=== Section Start ===
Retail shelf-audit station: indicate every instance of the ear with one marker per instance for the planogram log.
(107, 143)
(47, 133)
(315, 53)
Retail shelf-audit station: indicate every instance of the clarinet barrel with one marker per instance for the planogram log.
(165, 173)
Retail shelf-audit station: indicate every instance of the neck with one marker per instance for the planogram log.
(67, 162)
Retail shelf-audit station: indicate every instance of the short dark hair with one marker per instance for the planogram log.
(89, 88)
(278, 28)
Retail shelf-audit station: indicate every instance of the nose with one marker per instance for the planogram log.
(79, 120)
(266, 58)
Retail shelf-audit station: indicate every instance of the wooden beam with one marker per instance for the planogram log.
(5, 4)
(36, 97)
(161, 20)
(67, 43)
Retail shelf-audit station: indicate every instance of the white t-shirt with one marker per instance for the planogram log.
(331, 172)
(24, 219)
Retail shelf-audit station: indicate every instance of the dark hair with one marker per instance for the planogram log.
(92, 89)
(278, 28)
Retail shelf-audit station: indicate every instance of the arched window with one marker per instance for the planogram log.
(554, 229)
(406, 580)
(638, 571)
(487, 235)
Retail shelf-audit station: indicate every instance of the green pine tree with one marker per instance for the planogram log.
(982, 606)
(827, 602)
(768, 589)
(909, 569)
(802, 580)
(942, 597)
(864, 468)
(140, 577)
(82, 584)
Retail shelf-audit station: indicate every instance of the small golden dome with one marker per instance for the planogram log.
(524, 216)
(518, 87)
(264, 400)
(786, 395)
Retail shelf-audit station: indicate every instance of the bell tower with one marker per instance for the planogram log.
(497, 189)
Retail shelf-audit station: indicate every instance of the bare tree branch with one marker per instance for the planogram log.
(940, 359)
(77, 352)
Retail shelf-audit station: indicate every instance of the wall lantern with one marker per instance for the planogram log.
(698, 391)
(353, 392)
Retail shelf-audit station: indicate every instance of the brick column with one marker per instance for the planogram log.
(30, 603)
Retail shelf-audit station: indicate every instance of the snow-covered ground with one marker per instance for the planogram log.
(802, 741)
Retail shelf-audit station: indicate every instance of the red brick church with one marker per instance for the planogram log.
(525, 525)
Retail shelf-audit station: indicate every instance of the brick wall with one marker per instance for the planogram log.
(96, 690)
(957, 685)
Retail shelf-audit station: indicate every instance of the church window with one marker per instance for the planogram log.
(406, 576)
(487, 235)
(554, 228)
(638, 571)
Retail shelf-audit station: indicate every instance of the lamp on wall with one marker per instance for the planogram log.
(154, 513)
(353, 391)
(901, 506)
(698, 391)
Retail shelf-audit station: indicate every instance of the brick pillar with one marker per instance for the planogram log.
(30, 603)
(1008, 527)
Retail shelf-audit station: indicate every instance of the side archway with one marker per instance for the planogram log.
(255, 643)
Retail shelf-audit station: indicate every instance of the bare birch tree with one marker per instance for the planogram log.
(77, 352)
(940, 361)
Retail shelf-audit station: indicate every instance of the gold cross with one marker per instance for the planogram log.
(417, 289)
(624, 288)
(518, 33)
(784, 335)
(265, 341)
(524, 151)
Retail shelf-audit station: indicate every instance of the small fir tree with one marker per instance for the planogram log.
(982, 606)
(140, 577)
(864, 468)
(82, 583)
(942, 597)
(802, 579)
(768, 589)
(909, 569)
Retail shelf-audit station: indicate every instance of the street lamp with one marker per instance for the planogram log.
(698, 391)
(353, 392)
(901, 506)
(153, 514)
=== Section End ===
▶ _EXERCISE BRIEF_: The whole listing above is to be transcribed exactly, line for line.

▶ _ANSWER TO THIS PROBLEM_:
Retail shelf-audit station: indicate every instance of the ear with one marker per instance for the planogram log.
(107, 143)
(47, 133)
(315, 53)
Retail shelf-audit station: indicate every instance of the clarinet barrel with one marker per instance for the planogram log.
(165, 173)
Retail shelf-audit station: indicate every instance of the neck with one marker per instance for the planogram log.
(67, 162)
Retail shelf-audit station: indicate every instance of the short dark hair with one marker per instance for the planogram log.
(89, 88)
(278, 28)
Retail shelf-audit station: indicate every instance of the nose with one marker per instance for the planogram log.
(79, 120)
(266, 58)
Retail shelf-audit station: indicate every instance of the wooden beam with one marker per instance for the planogram log.
(5, 4)
(36, 97)
(161, 20)
(67, 43)
Retail shelf-audit station: indicate every instance of the white t-shirt with one marker per instance for the planogram log.
(331, 172)
(24, 219)
Retail shelf-audit station: indicate every instance of the dark hair with one marker per instance for the planogram log.
(92, 89)
(278, 28)
Retail shelf-audit station: indicate every instance of the arched window with one marker per instance for the planogram log.
(554, 229)
(406, 580)
(638, 571)
(487, 235)
Retail shelf-audit station: indicate every instance of the green pine tree with one marker per instance for the planogram log.
(982, 606)
(827, 602)
(768, 589)
(909, 569)
(802, 580)
(942, 597)
(864, 468)
(140, 577)
(82, 584)
Retail shelf-audit station: indicate every instance of the small golden dome with one marker per instance for the planogram log.
(524, 216)
(518, 87)
(264, 400)
(786, 395)
Retail shelf-audit station: indicate every instance of the bell tower with one marker per instance for the planogram log.
(497, 189)
Retail shelf-audit station: indicate every instance of the bare tree branch with one marker per instance for the planogram log.
(940, 359)
(77, 352)
Retail shelf-audit station: indicate every instance of the wall lantern with one marker per instance for the planogram log.
(698, 391)
(353, 392)
Retail shelf-audit station: indicate every instance of the brick column with one marker per instance for the planogram log.
(30, 603)
Retail shelf-audit station: indicate every instance of the snow-covered ground with one marker per instance for the planogram log.
(802, 741)
Retail shelf-audit station: indicate every instance of the red brick church with one marker per instance for the planogram log.
(525, 525)
Retail shelf-audit station: indicate every instance of the brick wall with one marker per instance for the planogram log.
(96, 690)
(957, 685)
Retail shelf-audit station: indicate every instance of the church window with one marker per instance for the planogram log.
(406, 576)
(487, 235)
(554, 228)
(638, 571)
Retail shelf-audit station: indicate every instance of the lamp on wall with one marker per instance for the planogram log.
(154, 513)
(353, 391)
(901, 506)
(698, 391)
Retail shelf-audit station: indicate every instance of the brick pillar with one marker per instance for the planogram log.
(30, 603)
(1008, 527)
Retail shelf-audit station: indicate every instance of the side archway with one marker per instance for the planogram log.
(255, 643)
Retail shelf-audit station: indicate every instance of the bare birch tree with one marker per instance for the planogram log.
(77, 352)
(940, 361)
Retail shelf-audit station: indicate every instance of the gold cross with one marker per instance for the planogram log.
(417, 289)
(624, 288)
(518, 33)
(784, 335)
(265, 341)
(524, 151)
Retail shelf-audit station: indicate every instance of the small fir tree with one marker per instance for the planogram log.
(982, 606)
(140, 577)
(864, 468)
(82, 583)
(942, 597)
(802, 579)
(768, 589)
(909, 569)
Retail shelf-audit station: indicate every instance of the street lamp with one marker per instance for the planogram log.
(698, 391)
(353, 392)
(901, 506)
(153, 514)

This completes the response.